> YOUR GOAL:
Search the listing below for the word "thickest", and copy every line in which it turns up.
======== MATERIAL FOR THIS EXERCISE ========
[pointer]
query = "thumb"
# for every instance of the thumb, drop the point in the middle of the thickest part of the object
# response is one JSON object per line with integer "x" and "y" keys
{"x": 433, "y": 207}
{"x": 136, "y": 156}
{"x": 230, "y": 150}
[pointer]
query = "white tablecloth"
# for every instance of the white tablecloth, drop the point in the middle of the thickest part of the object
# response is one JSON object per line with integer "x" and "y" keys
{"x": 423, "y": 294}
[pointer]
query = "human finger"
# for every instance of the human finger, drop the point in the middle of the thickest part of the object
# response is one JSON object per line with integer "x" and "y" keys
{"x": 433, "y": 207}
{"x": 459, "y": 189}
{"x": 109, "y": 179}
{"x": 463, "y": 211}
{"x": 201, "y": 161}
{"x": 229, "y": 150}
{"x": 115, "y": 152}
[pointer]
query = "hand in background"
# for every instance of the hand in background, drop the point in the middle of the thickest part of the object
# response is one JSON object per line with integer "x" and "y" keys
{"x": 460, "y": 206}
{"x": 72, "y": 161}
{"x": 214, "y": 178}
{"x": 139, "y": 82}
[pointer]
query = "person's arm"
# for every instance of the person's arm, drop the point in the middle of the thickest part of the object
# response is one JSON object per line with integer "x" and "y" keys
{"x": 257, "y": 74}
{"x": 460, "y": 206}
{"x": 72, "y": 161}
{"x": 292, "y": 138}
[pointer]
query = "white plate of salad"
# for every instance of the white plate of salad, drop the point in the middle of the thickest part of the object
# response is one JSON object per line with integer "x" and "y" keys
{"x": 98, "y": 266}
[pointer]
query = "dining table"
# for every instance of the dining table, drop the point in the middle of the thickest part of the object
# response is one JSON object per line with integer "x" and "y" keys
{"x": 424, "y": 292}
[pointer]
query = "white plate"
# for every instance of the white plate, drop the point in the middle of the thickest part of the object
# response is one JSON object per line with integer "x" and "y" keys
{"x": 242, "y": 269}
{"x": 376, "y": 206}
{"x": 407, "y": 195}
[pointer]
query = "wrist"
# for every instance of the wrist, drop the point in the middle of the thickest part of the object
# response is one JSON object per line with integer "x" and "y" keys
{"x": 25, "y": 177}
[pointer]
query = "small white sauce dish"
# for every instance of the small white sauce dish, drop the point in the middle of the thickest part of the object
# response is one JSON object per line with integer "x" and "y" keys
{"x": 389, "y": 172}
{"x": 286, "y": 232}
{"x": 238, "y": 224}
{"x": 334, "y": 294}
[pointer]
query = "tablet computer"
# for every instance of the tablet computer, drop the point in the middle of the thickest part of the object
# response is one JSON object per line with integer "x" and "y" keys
========
> ANSWER AREA:
# for every instance of the thumb, drop the point in the middle of the thickest part of the object
# for every instance of the white tablecloth, drop the point in the middle of the thickest part of the object
# for every instance of the human finger, drop the point in the middle of the thickest part of the object
# for every instance of the hand in background, drop the point in the middle of the thickest part of the object
# for every instance of the person's arm, drop the point in the middle of the thickest part of the object
# for every instance of the white plate of salad, drop the point in the middle of the thickest part of the object
# for every instance of the dining table, drop the point in the middle of the thickest part of the object
# for every instance of the white plate, drop the point in the middle of the thickest part of the object
# for every instance of the wrist, drop the point in the middle of the thickest part of the object
# for every instance of the small white sauce dish, drop the point in the middle of the thickest part of the object
# for every instance of the tablet computer, drop the point in the middle of the thickest part of the object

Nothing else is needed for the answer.